TASK GOAL: Beginning at whichever line contains "the dry shrub", reproduce each line of the records below word for word, ending with the last, and add nothing.

DATA EXCERPTS:
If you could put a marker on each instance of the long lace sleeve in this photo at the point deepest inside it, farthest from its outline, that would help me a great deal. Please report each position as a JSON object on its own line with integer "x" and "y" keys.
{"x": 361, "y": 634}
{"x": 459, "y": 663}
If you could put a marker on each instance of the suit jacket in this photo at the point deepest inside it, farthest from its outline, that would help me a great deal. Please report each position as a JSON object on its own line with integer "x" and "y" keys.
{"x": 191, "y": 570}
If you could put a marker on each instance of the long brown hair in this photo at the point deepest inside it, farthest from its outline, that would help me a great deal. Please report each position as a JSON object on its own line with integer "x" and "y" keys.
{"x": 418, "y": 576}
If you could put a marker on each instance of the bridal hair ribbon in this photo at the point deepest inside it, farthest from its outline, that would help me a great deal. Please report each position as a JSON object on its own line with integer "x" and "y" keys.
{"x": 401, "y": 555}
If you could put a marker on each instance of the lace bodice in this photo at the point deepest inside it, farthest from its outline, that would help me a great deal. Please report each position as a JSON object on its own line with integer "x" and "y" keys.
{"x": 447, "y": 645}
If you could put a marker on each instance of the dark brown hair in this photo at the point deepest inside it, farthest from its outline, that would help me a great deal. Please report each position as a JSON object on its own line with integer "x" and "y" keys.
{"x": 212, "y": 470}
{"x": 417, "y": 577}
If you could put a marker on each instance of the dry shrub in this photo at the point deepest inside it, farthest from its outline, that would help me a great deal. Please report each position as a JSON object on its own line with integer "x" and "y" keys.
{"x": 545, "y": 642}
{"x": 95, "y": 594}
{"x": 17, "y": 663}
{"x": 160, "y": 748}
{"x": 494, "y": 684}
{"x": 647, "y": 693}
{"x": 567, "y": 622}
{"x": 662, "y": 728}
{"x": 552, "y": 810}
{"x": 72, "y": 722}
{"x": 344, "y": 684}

RESULT FOR THIS TASK:
If you could put a marker on each instance of the dry shrub in this photo at the point deepest inside it, farthest from its outline, that would help me a great deal. Please report each position as a JSON object on its own line with integer "x" and "y" keys.
{"x": 545, "y": 642}
{"x": 95, "y": 594}
{"x": 17, "y": 663}
{"x": 160, "y": 748}
{"x": 494, "y": 684}
{"x": 647, "y": 693}
{"x": 567, "y": 622}
{"x": 662, "y": 728}
{"x": 552, "y": 810}
{"x": 72, "y": 722}
{"x": 344, "y": 684}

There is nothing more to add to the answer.